* Begin Text segment *

Studio album by Slapshot
- Released: June 1, 2018
- Genre: Hardcore punk
- Length: 23:20
- Label: Bridge 9

Slapshot chronology
| Slapshot (2014) | Make America Hate Again (2018) |  |

= Make America Hate Again =

Make America Hate Again is the eighth and final studio album by the American hardcore band Slapshot. It was released on June 1, 2018 via Bridge 9 Records. It is the only album to feature drummer Corey Koniz.

== Background ==
The album was recorded at the Wild Arctic in Portsmouth, New Hampshire. The instrumentation was recorded by the end of 2016, but vocals were not recorded until August 2017 due to lead singer Jack Kelly taking an extended period of time to write the lyrics for the album. So the band and the label decided to wait until 2018 to release the album.

Although the album title references the "Make America Great Again" campaign slogan, vocalist Jack "Choke" Kelly has maintained that the lyrics are not political, stating that the title track is about "finally putting an end to this constant politeness in the States."

Kelly noted that the album was less aggressive than previous releases. As lyrically, he found writing for Make America Hate Again to be a challenge, noting that it had become harder with age as he feels he has fewer things to be angry about. As a result, he focused deeper topics and past events."

* End Text segment *
* Begin Record extracts *

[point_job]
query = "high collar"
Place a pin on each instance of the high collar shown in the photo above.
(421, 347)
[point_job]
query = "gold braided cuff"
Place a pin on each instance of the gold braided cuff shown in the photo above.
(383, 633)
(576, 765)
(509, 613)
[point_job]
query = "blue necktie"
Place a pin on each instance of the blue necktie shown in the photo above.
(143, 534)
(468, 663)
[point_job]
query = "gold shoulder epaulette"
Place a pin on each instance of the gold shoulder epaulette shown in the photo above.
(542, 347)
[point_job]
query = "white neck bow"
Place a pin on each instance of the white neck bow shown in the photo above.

* End Record extracts *

Task requirements:
1. Report, unaltered, each line in the rows above that contains the string "photo".
2. Extend the article on the album Make America Hate Again, beginning after its final sentence.

Task results:
1.
Place a pin on each instance of the high collar shown in the photo above.
Place a pin on each instance of the gold braided cuff shown in the photo above.
Place a pin on each instance of the blue necktie shown in the photo above.
Place a pin on each instance of the gold shoulder epaulette shown in the photo above.
Place a pin on each instance of the white neck bow shown in the photo above.

2.
== Release and promotion ==
Slapshot announced the album’s release on March 27, 2018. In an interview with Decibel Jack Kelly commented on the album stating "More violence, More brutality. More hate, hate, hate. More cat memes. It’s all you expect from Slapshot and more."

The albums first and only single "Remedy," was released on April, 6 2018. The album was officially released on June, 1, 2018. Slapshot headlined a short West Coast tour in support of the album alongside Brick By Brick and Unruly Boys.

== Reception ==

Make America Hate Again received mixed-to-positive reviews from independent music publications. Ox-Fanzine described the record as a "brilliant late album" and compared the style to Hatebreed, while Marek Protzak, writing for metal.de, criticized the songs for "[lacking] something truly lasting or standout." Shawn Macomber of Decibel dubbed the album "the Friday the 13th: The Final Chapter of Slapshot albums." Calling it "a powerful offering on which creator fully understands creation and, firing on all cylinders, all previous wrinkles ironed out, carries the conceit to its gnarliest, deadliest end."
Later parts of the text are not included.